Problem description
Which lines in the items below contain the word "excavator"? Copy each of them in full.

Records to process
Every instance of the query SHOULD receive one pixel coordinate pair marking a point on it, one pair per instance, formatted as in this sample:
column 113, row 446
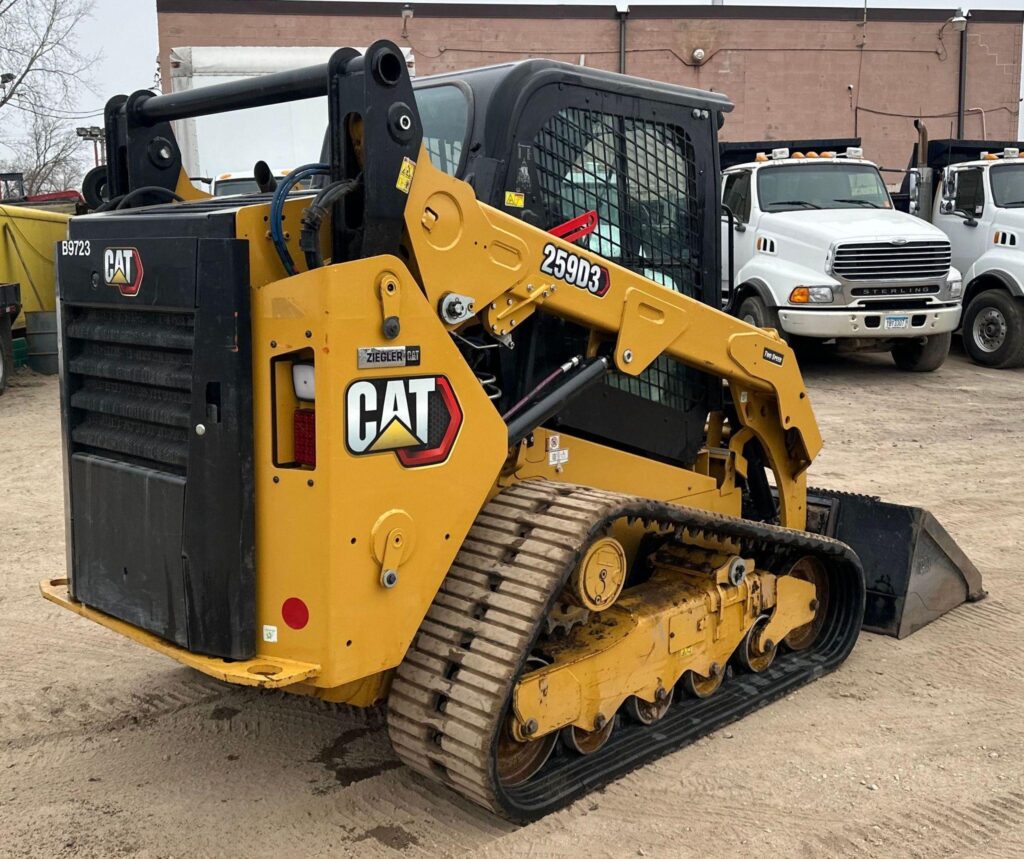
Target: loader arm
column 509, row 270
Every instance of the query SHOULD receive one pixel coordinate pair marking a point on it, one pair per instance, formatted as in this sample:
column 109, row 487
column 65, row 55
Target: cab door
column 736, row 194
column 649, row 171
column 963, row 214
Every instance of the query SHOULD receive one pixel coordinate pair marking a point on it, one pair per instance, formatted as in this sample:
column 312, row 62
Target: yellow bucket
column 28, row 239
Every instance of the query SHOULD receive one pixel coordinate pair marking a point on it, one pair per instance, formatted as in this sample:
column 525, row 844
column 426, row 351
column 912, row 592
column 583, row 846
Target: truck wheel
column 6, row 352
column 923, row 355
column 993, row 330
column 754, row 311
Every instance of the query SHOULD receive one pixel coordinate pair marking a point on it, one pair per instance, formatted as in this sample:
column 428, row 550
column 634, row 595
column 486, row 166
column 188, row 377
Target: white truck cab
column 820, row 253
column 228, row 184
column 976, row 198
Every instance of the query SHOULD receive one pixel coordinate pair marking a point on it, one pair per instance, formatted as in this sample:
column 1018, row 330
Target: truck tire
column 6, row 352
column 923, row 355
column 993, row 330
column 756, row 312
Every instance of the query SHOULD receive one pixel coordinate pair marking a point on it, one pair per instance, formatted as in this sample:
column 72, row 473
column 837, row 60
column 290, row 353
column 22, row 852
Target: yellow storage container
column 28, row 238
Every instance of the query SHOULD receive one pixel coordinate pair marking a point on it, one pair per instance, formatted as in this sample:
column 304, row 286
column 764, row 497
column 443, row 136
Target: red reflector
column 295, row 613
column 305, row 437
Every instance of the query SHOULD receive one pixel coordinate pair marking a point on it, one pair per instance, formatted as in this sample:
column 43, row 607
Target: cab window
column 736, row 195
column 969, row 196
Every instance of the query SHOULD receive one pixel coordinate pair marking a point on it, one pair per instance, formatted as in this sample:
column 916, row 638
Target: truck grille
column 885, row 261
column 130, row 381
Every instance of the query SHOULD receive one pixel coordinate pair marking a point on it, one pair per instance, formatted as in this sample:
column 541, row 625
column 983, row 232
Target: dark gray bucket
column 41, row 333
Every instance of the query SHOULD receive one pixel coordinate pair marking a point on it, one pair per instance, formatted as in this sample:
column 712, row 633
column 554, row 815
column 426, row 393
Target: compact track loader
column 458, row 427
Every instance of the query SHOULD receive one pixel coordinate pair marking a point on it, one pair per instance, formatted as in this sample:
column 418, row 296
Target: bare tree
column 49, row 157
column 41, row 72
column 40, row 60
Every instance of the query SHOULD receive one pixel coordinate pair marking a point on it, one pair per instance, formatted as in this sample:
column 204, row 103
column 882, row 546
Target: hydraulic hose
column 312, row 217
column 278, row 210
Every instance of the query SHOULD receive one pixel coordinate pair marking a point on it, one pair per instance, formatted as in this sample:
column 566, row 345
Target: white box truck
column 283, row 135
column 973, row 190
column 819, row 253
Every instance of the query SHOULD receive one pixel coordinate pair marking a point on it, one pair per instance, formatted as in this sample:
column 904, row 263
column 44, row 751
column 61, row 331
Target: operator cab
column 549, row 142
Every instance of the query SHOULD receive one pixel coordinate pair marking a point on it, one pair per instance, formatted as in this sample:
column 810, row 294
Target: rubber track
column 452, row 692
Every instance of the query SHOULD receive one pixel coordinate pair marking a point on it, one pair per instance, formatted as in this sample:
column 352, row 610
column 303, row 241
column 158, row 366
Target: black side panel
column 127, row 539
column 218, row 548
column 157, row 399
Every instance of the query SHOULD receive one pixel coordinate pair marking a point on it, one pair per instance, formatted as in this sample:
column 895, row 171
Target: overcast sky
column 129, row 60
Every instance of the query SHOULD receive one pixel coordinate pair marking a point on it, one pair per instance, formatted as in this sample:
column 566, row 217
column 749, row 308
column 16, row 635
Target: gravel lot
column 912, row 748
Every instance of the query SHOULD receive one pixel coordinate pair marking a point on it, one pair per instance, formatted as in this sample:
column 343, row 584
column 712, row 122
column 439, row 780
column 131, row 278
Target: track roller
column 451, row 713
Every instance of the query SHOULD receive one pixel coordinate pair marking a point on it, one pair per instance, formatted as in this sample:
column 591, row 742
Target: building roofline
column 599, row 11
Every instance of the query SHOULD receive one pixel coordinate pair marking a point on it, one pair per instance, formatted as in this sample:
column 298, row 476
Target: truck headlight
column 811, row 295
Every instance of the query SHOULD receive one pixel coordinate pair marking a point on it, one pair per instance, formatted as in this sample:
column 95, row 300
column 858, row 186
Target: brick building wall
column 791, row 72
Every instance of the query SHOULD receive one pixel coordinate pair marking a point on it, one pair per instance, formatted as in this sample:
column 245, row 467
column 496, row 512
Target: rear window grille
column 885, row 261
column 130, row 384
column 640, row 177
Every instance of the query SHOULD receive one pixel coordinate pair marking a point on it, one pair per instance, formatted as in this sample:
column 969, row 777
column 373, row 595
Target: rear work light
column 305, row 437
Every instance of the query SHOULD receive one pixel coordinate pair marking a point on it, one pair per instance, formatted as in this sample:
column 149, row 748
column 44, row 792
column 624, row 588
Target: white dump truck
column 817, row 251
column 973, row 190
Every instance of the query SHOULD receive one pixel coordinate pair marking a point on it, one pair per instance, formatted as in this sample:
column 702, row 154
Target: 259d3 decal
column 576, row 270
column 416, row 417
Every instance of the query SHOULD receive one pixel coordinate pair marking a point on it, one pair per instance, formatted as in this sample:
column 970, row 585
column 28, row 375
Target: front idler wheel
column 810, row 569
column 519, row 761
column 755, row 654
column 587, row 742
column 647, row 713
column 698, row 686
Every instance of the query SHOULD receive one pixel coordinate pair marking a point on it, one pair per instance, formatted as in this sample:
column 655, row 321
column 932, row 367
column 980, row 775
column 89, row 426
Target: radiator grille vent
column 885, row 261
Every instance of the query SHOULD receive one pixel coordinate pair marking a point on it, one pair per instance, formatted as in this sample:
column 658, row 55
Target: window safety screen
column 444, row 114
column 640, row 178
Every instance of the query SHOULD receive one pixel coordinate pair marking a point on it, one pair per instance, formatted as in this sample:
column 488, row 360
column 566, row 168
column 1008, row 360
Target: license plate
column 896, row 323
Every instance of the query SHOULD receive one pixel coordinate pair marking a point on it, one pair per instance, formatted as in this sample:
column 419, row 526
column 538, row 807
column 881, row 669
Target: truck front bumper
column 861, row 323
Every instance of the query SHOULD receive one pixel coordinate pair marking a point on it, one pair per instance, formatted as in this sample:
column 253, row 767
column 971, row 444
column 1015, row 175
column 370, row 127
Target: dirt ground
column 912, row 748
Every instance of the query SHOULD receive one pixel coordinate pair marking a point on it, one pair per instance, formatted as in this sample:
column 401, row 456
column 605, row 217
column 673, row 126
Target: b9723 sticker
column 576, row 270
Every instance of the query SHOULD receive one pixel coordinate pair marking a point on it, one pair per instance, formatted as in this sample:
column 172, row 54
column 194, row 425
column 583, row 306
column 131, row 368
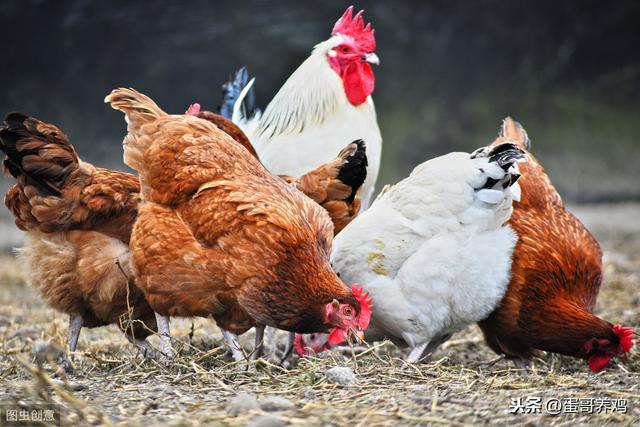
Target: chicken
column 555, row 278
column 217, row 235
column 324, row 103
column 336, row 185
column 78, row 221
column 433, row 250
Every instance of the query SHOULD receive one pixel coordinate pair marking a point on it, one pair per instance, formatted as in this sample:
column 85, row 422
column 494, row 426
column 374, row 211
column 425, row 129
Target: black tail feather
column 37, row 152
column 231, row 91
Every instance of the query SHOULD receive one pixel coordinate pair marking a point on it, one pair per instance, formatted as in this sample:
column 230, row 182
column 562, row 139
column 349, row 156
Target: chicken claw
column 165, row 336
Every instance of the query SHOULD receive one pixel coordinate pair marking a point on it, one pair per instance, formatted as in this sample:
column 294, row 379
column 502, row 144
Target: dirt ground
column 465, row 384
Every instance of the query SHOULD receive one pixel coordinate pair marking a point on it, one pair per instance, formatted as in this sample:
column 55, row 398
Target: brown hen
column 217, row 235
column 556, row 276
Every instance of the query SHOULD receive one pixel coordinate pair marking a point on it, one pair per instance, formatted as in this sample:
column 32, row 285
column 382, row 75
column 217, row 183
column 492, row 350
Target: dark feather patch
column 354, row 172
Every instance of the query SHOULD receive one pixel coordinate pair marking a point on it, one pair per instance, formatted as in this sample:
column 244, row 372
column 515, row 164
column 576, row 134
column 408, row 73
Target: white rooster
column 433, row 250
column 323, row 105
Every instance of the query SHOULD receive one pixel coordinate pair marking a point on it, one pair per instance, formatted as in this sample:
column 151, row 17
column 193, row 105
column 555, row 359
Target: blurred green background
column 450, row 71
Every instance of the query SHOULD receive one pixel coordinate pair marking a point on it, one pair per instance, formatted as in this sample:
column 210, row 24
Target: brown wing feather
column 219, row 235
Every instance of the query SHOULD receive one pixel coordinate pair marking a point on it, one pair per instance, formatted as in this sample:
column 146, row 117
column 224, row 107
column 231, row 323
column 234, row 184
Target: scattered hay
column 465, row 384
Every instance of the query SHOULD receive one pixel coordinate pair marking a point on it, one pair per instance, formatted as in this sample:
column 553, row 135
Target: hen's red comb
column 625, row 334
column 353, row 26
column 366, row 307
column 193, row 110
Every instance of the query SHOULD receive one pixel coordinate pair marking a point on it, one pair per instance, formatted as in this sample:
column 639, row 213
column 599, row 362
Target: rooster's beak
column 371, row 58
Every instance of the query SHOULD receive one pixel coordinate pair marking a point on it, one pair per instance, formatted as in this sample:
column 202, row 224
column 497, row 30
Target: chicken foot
column 165, row 336
column 75, row 326
column 234, row 344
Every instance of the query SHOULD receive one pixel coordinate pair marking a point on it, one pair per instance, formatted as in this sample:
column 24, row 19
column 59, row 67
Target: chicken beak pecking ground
column 371, row 58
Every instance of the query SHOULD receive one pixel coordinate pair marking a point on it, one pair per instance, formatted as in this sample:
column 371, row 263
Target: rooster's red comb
column 193, row 110
column 353, row 26
column 625, row 334
column 366, row 307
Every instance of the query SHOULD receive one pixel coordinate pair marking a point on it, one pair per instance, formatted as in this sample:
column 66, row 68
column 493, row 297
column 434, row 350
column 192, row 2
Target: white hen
column 433, row 250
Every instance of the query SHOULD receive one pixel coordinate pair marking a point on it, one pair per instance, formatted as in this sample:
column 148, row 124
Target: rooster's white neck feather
column 310, row 95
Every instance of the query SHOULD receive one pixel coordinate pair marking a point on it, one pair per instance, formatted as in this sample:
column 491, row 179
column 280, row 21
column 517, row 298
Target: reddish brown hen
column 556, row 276
column 78, row 221
column 217, row 235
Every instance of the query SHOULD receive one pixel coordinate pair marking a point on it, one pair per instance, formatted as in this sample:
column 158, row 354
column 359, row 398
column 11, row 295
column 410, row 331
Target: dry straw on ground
column 465, row 384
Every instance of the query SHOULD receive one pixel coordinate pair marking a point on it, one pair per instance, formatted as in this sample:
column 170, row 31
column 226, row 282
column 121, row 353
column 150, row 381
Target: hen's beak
column 371, row 58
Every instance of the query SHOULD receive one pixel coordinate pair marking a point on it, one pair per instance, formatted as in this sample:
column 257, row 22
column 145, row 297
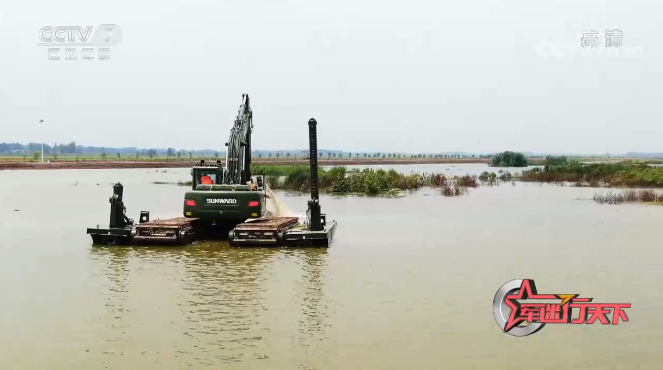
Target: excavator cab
column 206, row 175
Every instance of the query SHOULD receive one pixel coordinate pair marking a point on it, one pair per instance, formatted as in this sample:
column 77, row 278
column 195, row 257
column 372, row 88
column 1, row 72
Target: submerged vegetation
column 340, row 180
column 630, row 196
column 616, row 174
column 509, row 159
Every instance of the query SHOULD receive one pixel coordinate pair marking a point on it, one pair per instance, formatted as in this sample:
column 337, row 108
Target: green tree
column 509, row 159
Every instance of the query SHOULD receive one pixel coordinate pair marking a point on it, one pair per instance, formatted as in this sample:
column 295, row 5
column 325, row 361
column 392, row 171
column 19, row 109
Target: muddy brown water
column 407, row 284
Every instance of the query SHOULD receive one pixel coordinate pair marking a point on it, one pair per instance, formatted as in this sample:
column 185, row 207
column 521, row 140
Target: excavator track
column 263, row 231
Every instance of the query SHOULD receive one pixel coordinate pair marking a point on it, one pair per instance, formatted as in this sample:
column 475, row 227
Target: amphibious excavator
column 224, row 201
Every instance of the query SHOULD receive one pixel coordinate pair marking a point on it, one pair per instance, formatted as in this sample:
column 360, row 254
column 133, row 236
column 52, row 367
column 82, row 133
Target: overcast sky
column 414, row 76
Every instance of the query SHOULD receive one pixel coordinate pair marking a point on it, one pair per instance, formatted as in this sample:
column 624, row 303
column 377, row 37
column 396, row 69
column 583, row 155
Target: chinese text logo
column 511, row 314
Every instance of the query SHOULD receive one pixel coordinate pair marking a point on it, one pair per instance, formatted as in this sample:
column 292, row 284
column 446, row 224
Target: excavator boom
column 238, row 157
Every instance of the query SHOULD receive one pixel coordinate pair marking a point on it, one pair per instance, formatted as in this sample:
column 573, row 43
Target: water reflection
column 313, row 305
column 114, row 264
column 236, row 304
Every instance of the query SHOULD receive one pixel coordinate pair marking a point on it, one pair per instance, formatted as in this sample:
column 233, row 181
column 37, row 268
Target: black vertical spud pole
column 315, row 223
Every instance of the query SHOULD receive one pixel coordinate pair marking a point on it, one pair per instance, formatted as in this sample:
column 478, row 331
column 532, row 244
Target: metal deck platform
column 179, row 231
column 264, row 231
column 309, row 238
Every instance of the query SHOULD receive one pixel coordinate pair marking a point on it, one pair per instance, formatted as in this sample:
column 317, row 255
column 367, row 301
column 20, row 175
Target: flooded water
column 407, row 284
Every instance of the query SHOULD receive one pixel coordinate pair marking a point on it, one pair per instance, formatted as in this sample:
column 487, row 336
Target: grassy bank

Task solution
Target: excavator cab
Target: excavator track
Target: amphibious excavator
Target: excavator boom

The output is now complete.